- Text for analysis:
....

Employers should not grant access to the servers and databases where confidential or proprietary information can be found to employees who do not actually need confidential or proprietary information in order to perform their job duties. If employees gain access to prohibited servers or databases, they will be accessing information "without authorization," and will therefore be liable under the CFAA. In addition to limiting employees' authorized access, employers should make clear that employees have no expectation of privacy on company computers. This admonition will allow an employer to monitor its employees' computer activities, and will improve the employer's ability to determine whether an employee has exceeded his or her authorized access.
Employers also should reconsider the language in their standard contractual provisions pertaining to the use of confidential and proprietary information. Contractual provisions can help protect an employer's information where the CFAA does not. A standard confidentiality provision, for example, might specifically include data found on computers within the definition of "confidential information." A contract can also specifically forbid employees from downloading company data to personal devices, and can require employees to return all data upon the termination of their employment and to present their personal computers, cell phones or other PDAs to the company's IT department for review and removal of company data at the conclusion of employment.
Jeffrey S. Klein and Nicholas J. Pappas are partners at Weil, Gotshal & Manges. Sarah Martin, an associate at the firm (not yet admitted), assisted with the preparation of this article.

....

- Data section:
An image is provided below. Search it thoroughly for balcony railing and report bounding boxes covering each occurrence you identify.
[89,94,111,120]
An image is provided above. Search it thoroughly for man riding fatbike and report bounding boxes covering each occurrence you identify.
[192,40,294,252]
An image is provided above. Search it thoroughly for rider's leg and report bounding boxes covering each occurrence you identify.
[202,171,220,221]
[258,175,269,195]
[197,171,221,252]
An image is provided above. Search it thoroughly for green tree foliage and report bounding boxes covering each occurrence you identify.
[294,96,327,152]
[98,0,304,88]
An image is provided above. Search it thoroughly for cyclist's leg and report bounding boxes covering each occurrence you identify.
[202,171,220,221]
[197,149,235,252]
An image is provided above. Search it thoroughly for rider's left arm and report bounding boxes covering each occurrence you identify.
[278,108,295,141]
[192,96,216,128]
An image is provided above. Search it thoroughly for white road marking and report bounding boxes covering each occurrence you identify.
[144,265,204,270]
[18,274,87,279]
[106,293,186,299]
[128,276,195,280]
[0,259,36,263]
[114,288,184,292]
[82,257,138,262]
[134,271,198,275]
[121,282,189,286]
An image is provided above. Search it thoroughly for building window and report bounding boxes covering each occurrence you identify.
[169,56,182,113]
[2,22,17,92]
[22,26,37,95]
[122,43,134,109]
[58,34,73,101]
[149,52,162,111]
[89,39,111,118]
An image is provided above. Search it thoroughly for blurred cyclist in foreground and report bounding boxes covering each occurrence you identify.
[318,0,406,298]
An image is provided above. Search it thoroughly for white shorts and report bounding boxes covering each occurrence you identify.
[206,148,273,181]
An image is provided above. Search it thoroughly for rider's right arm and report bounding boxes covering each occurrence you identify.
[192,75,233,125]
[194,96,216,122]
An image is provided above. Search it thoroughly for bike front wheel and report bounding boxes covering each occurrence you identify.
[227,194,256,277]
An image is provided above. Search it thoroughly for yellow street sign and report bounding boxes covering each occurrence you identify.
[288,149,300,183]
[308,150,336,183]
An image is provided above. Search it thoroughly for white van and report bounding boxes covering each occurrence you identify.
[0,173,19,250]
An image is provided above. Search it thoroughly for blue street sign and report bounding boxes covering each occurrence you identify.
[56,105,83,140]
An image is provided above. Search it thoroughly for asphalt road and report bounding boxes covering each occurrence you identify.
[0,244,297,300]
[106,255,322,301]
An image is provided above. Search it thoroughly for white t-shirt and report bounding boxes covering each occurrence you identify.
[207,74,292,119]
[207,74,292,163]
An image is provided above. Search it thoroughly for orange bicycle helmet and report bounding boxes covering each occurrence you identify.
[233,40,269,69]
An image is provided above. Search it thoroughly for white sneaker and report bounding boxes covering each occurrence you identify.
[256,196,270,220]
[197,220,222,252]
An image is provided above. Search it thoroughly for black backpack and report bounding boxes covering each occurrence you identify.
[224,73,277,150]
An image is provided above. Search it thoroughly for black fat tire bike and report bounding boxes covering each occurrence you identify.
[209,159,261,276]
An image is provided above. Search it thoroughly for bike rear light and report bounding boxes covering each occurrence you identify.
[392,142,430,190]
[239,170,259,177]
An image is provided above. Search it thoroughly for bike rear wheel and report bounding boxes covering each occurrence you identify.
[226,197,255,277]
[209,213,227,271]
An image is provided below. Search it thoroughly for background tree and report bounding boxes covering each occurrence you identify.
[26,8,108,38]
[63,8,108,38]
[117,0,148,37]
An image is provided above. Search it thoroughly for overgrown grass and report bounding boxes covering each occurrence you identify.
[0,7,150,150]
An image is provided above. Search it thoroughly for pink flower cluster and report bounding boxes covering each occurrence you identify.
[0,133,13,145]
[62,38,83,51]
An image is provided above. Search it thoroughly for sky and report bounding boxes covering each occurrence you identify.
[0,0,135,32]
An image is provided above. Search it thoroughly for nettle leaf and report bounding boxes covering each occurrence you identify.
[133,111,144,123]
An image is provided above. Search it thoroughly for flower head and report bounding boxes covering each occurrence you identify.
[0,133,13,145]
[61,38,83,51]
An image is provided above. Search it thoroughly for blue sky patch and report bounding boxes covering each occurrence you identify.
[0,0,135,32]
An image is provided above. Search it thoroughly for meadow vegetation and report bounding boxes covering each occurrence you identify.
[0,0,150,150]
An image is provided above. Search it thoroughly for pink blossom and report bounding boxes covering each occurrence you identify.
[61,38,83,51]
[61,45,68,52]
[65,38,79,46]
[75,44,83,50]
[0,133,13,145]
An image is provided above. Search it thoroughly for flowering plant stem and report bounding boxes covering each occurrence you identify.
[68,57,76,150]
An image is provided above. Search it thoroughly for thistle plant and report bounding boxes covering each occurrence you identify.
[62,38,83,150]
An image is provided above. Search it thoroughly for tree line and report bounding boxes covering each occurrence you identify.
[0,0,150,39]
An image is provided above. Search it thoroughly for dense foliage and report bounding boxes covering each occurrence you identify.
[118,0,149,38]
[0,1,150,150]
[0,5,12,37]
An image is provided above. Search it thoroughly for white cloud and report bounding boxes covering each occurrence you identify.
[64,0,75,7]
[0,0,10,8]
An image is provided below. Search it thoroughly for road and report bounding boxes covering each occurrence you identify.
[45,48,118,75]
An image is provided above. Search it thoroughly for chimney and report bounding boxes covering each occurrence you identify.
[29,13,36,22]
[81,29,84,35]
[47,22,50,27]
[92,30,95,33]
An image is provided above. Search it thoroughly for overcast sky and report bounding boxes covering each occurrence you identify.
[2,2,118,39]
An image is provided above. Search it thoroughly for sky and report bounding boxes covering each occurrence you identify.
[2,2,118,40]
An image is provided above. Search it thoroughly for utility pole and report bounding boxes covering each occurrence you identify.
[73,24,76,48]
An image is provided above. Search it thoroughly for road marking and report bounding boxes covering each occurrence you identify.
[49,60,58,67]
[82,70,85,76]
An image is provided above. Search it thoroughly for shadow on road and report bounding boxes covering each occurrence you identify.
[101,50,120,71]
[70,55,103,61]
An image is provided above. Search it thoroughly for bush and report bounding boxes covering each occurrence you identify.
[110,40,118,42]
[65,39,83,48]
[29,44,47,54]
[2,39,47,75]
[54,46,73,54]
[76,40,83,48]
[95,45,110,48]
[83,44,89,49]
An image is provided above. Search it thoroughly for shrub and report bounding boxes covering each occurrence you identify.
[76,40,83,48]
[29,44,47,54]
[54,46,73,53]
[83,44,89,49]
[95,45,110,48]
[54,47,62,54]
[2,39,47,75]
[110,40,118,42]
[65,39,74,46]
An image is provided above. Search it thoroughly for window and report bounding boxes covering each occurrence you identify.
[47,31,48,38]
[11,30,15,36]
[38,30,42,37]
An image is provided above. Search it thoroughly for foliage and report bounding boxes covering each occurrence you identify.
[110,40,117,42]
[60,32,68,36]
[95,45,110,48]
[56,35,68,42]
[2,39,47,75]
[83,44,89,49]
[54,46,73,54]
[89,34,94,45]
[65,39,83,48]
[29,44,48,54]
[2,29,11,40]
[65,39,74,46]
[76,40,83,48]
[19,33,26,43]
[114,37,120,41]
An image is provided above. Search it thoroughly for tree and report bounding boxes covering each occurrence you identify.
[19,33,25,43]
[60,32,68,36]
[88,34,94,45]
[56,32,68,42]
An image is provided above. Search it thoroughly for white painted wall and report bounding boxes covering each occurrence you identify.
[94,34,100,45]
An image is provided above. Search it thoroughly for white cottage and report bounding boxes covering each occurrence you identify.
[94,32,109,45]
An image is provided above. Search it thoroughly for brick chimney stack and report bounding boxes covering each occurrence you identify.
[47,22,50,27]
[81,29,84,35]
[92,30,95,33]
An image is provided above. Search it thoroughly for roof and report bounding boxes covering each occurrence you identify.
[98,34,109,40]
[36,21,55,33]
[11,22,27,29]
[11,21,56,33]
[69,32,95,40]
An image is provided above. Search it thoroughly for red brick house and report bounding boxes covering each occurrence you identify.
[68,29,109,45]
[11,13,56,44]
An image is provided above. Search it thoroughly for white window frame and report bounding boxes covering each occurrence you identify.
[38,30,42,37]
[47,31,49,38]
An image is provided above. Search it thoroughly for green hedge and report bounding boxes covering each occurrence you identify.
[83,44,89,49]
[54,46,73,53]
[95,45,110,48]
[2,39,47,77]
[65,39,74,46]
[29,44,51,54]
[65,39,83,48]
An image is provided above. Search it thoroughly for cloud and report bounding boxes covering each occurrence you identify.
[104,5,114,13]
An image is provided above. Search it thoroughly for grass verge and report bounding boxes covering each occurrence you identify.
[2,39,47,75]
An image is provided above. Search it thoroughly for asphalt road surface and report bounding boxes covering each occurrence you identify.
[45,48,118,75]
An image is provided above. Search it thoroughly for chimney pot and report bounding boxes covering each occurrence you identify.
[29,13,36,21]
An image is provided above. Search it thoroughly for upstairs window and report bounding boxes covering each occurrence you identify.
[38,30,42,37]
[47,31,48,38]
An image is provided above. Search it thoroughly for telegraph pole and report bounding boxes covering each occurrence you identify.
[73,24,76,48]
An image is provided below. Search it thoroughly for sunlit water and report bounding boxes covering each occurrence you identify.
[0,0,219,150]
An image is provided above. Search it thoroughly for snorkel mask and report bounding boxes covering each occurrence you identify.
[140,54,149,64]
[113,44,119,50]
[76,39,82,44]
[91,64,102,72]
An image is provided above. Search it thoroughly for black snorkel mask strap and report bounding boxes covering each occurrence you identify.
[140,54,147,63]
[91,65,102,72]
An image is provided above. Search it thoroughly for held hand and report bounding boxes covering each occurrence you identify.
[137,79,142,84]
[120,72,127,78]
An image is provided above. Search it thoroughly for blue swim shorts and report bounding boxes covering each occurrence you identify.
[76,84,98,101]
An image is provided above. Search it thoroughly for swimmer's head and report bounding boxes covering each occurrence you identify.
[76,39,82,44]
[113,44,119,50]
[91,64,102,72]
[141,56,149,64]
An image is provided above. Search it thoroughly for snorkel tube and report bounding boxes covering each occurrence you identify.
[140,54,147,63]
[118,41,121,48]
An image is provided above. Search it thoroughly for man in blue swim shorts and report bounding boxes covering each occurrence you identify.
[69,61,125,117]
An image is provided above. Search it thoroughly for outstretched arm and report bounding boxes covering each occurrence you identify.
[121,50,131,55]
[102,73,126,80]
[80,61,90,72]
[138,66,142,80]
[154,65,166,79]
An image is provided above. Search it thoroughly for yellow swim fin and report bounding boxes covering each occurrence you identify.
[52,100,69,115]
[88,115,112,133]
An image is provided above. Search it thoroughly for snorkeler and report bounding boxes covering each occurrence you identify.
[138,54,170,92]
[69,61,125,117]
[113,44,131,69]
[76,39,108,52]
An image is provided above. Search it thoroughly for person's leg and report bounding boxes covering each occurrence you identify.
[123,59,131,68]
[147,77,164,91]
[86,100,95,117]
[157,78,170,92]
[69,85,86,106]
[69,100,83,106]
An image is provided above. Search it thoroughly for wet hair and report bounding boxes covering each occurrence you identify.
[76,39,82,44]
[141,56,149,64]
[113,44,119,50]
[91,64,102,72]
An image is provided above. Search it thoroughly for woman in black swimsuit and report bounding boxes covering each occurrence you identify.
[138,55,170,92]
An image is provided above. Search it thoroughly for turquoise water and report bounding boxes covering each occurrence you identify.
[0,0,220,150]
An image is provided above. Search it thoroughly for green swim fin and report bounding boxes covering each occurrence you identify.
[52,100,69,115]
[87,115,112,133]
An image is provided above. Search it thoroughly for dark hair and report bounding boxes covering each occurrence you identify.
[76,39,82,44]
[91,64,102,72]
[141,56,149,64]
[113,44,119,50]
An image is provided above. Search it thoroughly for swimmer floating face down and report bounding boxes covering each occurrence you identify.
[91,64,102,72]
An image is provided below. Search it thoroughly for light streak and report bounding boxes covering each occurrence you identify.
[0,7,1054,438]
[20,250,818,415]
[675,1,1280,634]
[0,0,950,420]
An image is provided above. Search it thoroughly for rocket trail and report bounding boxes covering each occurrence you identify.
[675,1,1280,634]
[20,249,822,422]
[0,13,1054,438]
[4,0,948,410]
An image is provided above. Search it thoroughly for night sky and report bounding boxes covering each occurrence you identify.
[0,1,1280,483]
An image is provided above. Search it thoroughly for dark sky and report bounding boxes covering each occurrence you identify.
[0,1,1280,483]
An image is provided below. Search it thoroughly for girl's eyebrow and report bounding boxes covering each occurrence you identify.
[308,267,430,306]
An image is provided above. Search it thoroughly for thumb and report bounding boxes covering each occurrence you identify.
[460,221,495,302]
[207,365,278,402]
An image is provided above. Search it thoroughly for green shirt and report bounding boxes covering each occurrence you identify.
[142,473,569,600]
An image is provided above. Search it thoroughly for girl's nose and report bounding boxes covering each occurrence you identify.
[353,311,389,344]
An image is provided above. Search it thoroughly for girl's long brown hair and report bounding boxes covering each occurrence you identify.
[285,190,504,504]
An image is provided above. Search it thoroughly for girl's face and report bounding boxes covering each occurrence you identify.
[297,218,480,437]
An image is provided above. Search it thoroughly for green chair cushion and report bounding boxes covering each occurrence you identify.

....

- What you need to do:
[1] Translate this sentence from the text on protecting employer information into Spanish: "Contractual provisions can help protect an employer's information where the CFAA does not."
[2] Carry the text on protecting employer information forward from its last sentence.

- Answer set:
[1] Las disposiciones contractuales pueden ayudar a proteger la información de un empleador allí donde la CFAA no lo hace.

[2]
1. Jeffrey S. Klein and Nicholas J. Pappas, "Trade Secrets and California Ban on Noncompetition Agreements," NEW YORK LAW JOURNAL (Dec. 6, 2013); Jeffrey S. Klein and Nicholas J. Pappas, "Developments in the Law of 'Inevitable Disclosure,'" NEW YORK LAW JOURNAL (April 4, 2011); Jeffrey S. Klein and Nicholas J. Pappas, "Enforceability of 'Forfeiture-For-Competition' Agreements," NEW YORK LAW JOURNAL (Feb. 3, 2003); Jeffrey S. Klein and Nicholas J. Pappas, "Departing Employees and the Doctrine of Inevitable Disclosure," NEW YORK LAW JOURNAL (Dec. 7, 1998); Jeffrey S. Klein and Nicholas J. Pappas, "Protecting Customer Data from Ex-Employees," NEW YORK LAW JOURNAL (June 2, 1995).
2. A computer that "is used in or affecting interstate or foreign commerce or communication, including a computer located outside the United States that is used in a manner that affects interstate or foreign commerce or communication of the United States" is a "protected computer." 1030(e)(2)(B).
3. See also EF Cultural Travel v. Explorica, 274 F.3d 577, 583-84 (1st Cir. 2001) (in which a former employee likely exceeded "authorized access" when he accessed a website that was open to the public, but allegedly used his former employer's confidential information to obtain greater information from the website than was available to the public).
4. See also United States v. John, 597 F.3d 263, 289 (5th Cir. 2010) (in which the court upheld the conviction of a Citigroup account manager who used her access to customer account information to enable her brother to incur fraudulent charges).